-- Task material follows --
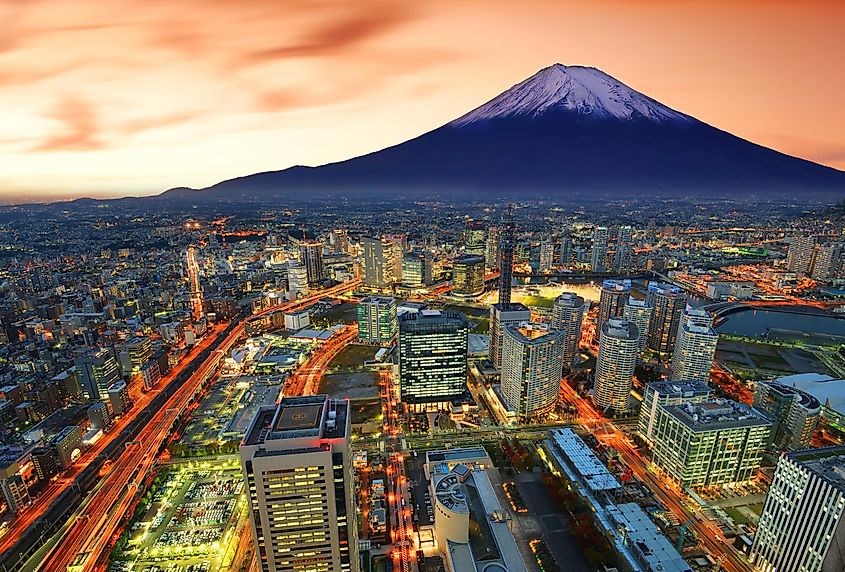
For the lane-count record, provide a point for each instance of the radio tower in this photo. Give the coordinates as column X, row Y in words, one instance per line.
column 196, row 290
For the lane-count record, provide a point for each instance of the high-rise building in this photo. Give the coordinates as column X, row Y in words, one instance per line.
column 827, row 264
column 432, row 358
column 799, row 257
column 468, row 276
column 500, row 317
column 614, row 295
column 639, row 312
column 794, row 413
column 618, row 349
column 474, row 240
column 694, row 351
column 311, row 256
column 416, row 269
column 97, row 371
column 598, row 258
column 377, row 320
column 531, row 368
column 716, row 442
column 623, row 259
column 802, row 526
column 297, row 467
column 667, row 304
column 567, row 316
column 662, row 393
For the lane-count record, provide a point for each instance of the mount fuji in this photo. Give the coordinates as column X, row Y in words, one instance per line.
column 567, row 131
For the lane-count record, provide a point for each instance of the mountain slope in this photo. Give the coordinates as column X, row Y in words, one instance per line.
column 567, row 130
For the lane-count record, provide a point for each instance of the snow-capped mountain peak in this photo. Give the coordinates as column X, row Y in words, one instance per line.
column 576, row 89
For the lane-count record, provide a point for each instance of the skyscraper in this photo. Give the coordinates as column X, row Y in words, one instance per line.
column 531, row 368
column 468, row 276
column 298, row 471
column 639, row 312
column 799, row 257
column 694, row 351
column 432, row 358
column 311, row 256
column 614, row 295
column 377, row 320
column 618, row 348
column 598, row 258
column 802, row 527
column 567, row 316
column 668, row 303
-- Task material concluded --
§ **The problem**
Leave the pictures out. Otherwise, output the listing above exactly.

§ **Written answer**
For the lane-count record, provide a point for each instance of the radio tower in this photo. Give the coordinates as column X, row Y in words, one instance per line.
column 196, row 290
For the lane-count record, provide a point for each instance of the high-rise building in this photo. Give the coordinates as column X, row Y in words, one instance per line.
column 827, row 264
column 432, row 358
column 799, row 257
column 468, row 276
column 500, row 317
column 614, row 295
column 639, row 312
column 794, row 413
column 618, row 349
column 474, row 240
column 694, row 351
column 311, row 256
column 416, row 269
column 97, row 371
column 598, row 258
column 377, row 320
column 531, row 368
column 716, row 442
column 623, row 259
column 802, row 526
column 297, row 467
column 667, row 304
column 567, row 316
column 662, row 393
For the lane-count record, provide a point for each instance of the mount fuji in this photo. Give the coordinates as column X, row Y in words, one instance per line.
column 567, row 131
For the lane-count record, provide a point for each instance of the mountain slope in this photo. Give the coordinates as column X, row Y in words, one instance per line.
column 567, row 130
For the lane-count record, provide a point for each instance of the snow-capped mountain peak in this photo. Give the coordinates as column X, row Y in words, one instance per line.
column 576, row 89
For the lane-count record, provide a point for each instance of the skyscraper in this photo. Give the coordinates as column X, row Y in words, one instance per line.
column 531, row 368
column 468, row 276
column 298, row 471
column 639, row 312
column 799, row 257
column 694, row 351
column 432, row 358
column 311, row 256
column 614, row 295
column 377, row 320
column 618, row 348
column 598, row 258
column 802, row 527
column 567, row 316
column 668, row 303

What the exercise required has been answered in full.